Task requirements —
Please locate every line in the items below that contains the word "panel", and copy each of those lines out.

Input records —
########################################

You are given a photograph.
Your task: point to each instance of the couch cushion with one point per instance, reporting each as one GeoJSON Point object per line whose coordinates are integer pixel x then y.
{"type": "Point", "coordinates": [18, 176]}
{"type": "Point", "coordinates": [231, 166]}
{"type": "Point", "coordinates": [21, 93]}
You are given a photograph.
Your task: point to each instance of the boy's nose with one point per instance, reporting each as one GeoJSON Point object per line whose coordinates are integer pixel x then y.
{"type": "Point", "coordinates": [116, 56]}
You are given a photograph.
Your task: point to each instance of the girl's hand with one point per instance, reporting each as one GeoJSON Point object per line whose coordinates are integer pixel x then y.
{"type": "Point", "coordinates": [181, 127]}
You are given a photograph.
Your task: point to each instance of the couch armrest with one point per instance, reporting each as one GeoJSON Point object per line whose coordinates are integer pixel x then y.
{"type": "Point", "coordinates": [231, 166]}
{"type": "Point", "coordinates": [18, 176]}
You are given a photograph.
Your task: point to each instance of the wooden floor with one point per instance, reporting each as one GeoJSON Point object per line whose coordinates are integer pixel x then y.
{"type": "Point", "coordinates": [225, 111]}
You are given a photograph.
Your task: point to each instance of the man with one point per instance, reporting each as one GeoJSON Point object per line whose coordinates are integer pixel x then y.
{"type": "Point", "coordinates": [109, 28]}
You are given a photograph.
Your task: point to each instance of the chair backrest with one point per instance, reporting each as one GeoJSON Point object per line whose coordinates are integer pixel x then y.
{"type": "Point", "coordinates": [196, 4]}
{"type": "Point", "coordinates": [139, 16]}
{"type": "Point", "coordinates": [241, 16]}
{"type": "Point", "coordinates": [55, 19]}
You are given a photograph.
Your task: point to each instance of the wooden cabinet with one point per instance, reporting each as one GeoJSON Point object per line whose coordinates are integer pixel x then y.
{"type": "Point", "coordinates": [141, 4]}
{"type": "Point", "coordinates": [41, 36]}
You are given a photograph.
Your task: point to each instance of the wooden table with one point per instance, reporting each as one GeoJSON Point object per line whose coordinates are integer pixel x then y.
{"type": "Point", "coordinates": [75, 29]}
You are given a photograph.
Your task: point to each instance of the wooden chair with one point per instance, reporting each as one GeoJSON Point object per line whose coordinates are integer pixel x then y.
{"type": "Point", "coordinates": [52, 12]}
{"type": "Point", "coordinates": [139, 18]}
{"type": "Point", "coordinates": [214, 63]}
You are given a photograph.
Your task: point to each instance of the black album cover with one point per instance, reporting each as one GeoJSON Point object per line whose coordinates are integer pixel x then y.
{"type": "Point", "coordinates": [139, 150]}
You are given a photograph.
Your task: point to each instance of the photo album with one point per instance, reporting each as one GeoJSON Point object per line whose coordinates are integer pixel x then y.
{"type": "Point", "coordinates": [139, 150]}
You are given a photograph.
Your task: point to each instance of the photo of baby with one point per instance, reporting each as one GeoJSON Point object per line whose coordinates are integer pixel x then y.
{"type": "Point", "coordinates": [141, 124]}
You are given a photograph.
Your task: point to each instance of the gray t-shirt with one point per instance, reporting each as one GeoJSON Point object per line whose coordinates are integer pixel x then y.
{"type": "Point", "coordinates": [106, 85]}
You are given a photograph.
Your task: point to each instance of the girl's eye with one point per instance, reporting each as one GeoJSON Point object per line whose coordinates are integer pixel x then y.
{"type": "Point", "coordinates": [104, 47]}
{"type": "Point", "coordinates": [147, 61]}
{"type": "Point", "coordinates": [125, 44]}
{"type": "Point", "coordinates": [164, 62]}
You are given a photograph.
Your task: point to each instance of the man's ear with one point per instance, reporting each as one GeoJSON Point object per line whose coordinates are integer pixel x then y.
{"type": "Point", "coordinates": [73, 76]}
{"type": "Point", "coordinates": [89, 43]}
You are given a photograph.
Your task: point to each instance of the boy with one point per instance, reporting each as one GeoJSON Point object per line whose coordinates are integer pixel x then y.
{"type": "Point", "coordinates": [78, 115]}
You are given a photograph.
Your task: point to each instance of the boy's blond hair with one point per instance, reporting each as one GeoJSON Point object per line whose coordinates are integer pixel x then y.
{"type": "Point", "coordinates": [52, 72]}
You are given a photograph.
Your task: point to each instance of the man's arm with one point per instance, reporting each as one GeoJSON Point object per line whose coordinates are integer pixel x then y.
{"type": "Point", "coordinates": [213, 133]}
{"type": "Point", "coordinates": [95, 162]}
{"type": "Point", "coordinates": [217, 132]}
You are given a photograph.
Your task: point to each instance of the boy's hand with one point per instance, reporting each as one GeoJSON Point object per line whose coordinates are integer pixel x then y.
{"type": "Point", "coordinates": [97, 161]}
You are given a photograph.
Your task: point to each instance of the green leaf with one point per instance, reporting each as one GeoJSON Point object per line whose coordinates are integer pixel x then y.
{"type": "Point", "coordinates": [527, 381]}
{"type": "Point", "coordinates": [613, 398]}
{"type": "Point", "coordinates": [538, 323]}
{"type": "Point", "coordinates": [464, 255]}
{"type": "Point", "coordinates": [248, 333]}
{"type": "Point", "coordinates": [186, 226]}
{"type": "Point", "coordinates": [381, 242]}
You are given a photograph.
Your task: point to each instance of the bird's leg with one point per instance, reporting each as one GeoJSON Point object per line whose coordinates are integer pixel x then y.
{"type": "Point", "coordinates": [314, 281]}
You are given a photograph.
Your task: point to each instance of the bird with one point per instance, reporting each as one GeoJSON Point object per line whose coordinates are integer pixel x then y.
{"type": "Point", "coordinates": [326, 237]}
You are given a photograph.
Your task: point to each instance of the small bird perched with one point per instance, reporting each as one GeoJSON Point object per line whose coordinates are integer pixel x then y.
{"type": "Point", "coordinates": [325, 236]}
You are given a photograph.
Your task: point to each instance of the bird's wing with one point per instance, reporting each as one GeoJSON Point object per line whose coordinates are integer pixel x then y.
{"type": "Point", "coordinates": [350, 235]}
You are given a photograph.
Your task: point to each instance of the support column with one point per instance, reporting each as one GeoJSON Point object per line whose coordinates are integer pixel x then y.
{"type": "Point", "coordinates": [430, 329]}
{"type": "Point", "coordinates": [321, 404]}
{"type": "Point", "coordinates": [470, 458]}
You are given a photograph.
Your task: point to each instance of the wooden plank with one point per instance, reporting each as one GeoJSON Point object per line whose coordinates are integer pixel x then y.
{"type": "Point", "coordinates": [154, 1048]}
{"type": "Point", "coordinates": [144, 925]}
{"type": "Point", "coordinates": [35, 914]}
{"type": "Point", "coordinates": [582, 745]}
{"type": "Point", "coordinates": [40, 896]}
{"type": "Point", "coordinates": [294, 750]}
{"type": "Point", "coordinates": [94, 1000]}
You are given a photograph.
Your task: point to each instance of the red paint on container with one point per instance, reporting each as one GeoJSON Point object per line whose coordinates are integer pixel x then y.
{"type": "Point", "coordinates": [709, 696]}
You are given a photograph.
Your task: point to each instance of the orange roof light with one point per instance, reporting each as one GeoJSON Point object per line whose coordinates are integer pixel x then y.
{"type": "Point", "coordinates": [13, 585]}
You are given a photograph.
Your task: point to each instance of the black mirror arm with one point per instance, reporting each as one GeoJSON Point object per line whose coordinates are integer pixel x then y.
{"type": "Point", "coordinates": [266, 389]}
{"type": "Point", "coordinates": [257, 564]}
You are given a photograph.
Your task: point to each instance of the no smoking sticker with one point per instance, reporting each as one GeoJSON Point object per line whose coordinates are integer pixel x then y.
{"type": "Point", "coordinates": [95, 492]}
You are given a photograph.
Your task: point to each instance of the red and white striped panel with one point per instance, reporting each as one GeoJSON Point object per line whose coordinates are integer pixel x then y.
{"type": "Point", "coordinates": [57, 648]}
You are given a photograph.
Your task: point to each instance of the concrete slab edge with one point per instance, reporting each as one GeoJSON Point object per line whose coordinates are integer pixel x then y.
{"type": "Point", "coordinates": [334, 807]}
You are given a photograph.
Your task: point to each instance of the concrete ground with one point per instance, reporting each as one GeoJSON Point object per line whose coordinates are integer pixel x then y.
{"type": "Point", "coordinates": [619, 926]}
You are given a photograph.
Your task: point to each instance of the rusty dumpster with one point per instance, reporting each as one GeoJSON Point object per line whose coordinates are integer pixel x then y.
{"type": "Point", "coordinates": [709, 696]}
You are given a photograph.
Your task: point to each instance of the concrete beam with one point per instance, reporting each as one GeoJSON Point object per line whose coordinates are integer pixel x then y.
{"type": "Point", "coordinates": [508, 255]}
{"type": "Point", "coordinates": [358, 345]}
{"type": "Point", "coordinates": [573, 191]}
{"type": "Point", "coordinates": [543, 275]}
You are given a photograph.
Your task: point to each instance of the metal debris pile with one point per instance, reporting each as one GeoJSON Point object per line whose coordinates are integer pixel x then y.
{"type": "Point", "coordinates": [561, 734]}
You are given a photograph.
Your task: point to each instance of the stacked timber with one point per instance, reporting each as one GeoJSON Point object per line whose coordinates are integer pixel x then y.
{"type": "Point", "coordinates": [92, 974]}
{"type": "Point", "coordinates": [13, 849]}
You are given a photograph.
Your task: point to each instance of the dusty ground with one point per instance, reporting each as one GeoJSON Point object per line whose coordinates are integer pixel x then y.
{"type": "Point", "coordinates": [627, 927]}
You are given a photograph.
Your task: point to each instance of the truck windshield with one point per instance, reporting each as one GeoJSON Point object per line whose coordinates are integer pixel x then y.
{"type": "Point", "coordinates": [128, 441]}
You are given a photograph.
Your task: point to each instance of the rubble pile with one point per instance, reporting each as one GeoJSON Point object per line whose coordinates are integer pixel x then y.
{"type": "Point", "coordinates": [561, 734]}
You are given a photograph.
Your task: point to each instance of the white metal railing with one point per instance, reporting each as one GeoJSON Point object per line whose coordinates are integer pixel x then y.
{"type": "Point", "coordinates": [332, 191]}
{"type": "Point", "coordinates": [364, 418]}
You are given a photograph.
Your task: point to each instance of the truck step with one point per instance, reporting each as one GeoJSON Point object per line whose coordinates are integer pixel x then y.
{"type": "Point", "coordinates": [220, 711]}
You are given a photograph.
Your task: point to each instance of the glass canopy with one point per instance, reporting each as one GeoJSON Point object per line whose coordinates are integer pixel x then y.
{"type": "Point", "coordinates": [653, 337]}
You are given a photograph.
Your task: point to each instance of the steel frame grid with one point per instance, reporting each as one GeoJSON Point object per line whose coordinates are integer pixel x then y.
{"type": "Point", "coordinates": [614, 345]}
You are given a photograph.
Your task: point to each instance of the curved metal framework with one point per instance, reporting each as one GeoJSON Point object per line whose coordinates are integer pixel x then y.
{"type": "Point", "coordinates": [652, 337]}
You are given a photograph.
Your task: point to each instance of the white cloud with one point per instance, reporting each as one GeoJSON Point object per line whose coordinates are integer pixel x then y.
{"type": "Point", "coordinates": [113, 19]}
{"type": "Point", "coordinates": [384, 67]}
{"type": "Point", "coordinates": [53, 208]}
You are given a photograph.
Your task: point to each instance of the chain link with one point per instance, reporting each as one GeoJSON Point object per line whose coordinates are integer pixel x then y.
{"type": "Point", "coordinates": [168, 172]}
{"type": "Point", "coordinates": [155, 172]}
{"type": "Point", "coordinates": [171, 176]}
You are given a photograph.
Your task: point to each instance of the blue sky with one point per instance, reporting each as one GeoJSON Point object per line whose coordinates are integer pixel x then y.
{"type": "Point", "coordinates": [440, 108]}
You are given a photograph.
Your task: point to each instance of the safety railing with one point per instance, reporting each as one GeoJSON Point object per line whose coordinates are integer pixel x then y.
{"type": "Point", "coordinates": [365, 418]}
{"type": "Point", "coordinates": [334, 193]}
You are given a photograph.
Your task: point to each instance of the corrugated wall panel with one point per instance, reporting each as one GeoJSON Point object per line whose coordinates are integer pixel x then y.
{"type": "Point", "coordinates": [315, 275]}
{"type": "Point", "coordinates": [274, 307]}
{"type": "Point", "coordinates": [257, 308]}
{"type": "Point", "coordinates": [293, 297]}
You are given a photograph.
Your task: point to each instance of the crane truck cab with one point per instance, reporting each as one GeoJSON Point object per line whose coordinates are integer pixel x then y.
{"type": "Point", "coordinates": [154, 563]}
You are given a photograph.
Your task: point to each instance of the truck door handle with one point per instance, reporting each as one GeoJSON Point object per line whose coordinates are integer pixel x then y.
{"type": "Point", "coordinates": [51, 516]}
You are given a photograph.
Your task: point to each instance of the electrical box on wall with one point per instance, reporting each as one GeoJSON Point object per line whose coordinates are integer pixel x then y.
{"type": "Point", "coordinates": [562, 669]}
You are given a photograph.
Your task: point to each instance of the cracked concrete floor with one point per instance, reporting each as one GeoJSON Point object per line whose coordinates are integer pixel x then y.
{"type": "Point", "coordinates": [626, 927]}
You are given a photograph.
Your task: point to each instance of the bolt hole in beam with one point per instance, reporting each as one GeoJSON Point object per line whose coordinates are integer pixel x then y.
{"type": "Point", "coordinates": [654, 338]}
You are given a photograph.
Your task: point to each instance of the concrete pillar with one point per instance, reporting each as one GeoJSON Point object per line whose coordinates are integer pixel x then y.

########################################

Result of the exercise —
Your task: point to each instance of the red and white striped panel with one point per instance, reporting each as one GeoJSON Point object per line whose coordinates are integer pixel x then y.
Your task: point to each instance of the corrugated wall panel with one point per instance, reporting each as one GeoJSON Point object per line whose coordinates are integer pixel x then y.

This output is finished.